Studio album by The Chills
- Released: 14 September 2018
- Recorded: February–April 2018
- Genre: Indie pop, indie rock
- Label: Fire Records
- Producer: Greg Haver

The Chills chronology
| Silver Bullets (2015) | Snow Bound (2018) | Scatterbrain (2021) |

= Snow Bound (The Chills album) =

Snow Bound is an album by New Zealand group The Chills, released in 2018. Their second album after a 19-year gap between studio recordings, it reached number 9 in the New Zealand charts. It was recorded in a number of studios in New Zealand over a space of three weeks.

Songwriter Martin Phillipps said, "I was initially was surprised when people said, 'What an upbeat kind of record'. And I thought, 'Wait until you read the lyrics'. There is that contrast between that upbeat sound and dealing with something more personal, going back to that "Leather Jacket" approach." Elsewhere, he described the album as, "hopefully a kind of Carole King Tapestry for aging punks".

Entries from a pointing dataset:
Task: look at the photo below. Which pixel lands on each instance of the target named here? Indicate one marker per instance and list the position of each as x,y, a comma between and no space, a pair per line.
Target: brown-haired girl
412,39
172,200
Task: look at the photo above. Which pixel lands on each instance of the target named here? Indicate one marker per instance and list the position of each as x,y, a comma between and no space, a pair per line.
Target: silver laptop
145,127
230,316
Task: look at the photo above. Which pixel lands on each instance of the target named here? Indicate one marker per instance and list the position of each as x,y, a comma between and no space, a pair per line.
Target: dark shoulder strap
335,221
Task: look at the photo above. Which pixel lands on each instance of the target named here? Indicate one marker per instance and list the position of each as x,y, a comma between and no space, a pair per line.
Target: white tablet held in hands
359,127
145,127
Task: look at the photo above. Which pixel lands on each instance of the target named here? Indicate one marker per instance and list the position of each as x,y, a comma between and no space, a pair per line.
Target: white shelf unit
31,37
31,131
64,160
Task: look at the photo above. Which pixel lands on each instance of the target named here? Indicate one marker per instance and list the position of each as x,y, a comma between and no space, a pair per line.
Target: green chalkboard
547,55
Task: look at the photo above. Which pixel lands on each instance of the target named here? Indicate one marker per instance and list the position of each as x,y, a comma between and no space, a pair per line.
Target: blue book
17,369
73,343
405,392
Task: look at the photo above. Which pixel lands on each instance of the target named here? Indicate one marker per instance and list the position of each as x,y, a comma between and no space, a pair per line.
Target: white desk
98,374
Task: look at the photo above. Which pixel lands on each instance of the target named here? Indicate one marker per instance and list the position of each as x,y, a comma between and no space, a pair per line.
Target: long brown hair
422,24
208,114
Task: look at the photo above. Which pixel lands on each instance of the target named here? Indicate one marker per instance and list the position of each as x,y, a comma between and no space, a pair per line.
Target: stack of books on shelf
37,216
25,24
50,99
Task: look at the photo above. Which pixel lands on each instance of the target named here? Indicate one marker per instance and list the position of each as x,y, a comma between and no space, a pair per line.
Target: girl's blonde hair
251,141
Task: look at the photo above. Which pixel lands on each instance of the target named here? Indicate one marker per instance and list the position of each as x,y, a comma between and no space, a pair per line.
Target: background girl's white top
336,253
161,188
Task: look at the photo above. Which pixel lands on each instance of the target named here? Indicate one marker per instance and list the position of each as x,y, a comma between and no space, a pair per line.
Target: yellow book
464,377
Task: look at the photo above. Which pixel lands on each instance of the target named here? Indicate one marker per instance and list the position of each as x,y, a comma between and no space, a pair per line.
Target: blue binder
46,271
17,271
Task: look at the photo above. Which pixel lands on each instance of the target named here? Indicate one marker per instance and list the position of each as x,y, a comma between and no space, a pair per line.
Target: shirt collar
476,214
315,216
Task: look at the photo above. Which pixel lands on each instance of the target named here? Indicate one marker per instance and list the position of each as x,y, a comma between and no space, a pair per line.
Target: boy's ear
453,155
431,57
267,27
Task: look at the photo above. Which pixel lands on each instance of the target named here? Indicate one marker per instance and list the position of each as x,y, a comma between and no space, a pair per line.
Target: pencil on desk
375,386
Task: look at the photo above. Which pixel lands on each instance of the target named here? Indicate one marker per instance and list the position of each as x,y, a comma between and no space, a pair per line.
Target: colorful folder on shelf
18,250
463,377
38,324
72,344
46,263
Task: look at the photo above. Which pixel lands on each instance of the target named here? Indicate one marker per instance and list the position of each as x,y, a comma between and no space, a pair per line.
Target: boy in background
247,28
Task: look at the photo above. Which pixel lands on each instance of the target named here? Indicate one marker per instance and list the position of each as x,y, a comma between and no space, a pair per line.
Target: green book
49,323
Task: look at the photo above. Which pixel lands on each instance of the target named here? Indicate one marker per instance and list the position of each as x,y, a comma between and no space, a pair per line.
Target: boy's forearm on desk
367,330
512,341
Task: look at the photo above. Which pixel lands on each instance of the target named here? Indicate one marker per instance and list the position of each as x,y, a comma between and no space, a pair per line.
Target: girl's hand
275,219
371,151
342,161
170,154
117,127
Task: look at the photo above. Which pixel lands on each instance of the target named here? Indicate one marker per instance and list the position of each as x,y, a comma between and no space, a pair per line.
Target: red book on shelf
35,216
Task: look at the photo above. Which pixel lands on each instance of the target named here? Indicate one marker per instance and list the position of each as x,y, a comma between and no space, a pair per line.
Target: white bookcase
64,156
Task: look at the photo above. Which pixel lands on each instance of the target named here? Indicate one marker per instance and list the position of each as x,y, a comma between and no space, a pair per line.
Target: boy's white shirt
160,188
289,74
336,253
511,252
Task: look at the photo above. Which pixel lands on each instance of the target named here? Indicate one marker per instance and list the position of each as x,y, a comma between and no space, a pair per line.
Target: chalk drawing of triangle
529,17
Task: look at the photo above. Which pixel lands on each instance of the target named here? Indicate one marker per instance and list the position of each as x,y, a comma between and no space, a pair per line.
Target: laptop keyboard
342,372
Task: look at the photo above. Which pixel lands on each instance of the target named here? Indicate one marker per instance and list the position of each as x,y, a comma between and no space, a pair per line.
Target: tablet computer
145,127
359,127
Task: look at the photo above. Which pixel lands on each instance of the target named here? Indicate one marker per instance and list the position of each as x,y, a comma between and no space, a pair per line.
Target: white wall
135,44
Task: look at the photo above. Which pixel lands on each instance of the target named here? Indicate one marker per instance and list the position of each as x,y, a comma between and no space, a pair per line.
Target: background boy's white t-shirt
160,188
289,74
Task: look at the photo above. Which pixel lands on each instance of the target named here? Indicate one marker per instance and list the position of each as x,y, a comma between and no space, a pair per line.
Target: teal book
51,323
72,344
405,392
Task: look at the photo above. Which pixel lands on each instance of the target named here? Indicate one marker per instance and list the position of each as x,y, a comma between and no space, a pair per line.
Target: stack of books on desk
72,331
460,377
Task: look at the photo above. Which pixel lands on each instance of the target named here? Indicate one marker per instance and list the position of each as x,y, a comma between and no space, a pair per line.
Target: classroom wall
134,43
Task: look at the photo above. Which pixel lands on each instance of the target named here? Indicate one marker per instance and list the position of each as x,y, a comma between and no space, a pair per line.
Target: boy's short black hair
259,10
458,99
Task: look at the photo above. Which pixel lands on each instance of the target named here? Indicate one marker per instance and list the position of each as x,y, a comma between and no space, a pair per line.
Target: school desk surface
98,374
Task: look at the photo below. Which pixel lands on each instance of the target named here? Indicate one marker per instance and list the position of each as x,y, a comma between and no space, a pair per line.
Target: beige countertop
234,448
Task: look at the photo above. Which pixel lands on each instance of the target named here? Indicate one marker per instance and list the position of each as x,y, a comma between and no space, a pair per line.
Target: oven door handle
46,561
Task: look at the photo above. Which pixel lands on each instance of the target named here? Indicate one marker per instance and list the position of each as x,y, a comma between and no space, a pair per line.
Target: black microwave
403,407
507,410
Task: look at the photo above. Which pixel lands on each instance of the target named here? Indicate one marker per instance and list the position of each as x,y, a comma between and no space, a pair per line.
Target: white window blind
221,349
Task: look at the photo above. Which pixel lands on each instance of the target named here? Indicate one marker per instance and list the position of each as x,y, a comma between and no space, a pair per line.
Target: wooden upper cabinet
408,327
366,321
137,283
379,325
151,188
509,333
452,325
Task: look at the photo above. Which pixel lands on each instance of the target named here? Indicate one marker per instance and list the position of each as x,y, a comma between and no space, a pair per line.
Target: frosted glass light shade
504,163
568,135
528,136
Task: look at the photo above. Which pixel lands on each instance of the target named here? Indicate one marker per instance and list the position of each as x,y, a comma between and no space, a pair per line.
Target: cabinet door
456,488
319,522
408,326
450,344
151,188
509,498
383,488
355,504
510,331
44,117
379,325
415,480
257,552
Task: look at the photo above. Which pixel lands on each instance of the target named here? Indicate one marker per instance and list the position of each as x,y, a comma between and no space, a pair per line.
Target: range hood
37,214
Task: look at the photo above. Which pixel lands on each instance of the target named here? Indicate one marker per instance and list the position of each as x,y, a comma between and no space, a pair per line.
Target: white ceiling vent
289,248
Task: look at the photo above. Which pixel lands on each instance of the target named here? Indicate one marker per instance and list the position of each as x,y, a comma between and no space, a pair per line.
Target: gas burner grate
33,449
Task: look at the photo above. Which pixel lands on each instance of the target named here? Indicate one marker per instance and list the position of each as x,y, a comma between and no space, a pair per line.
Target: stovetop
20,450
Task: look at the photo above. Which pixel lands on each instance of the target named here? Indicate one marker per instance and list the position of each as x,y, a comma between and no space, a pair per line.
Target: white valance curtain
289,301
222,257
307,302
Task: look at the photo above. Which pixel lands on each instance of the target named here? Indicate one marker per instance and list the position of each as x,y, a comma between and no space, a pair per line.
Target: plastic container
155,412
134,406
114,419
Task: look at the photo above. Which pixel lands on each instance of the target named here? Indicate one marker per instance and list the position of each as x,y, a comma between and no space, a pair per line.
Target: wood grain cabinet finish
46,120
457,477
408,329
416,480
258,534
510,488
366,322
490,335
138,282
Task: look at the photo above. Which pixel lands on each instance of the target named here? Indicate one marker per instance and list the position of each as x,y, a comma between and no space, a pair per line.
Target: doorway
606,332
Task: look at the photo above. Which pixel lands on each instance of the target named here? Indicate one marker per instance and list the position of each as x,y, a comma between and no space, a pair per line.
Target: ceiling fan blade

• _Short exercise_:
According to the article on Snow Bound, what position did the album reach in the New Zealand charts?

• _Output for this exercise_:
Number 9.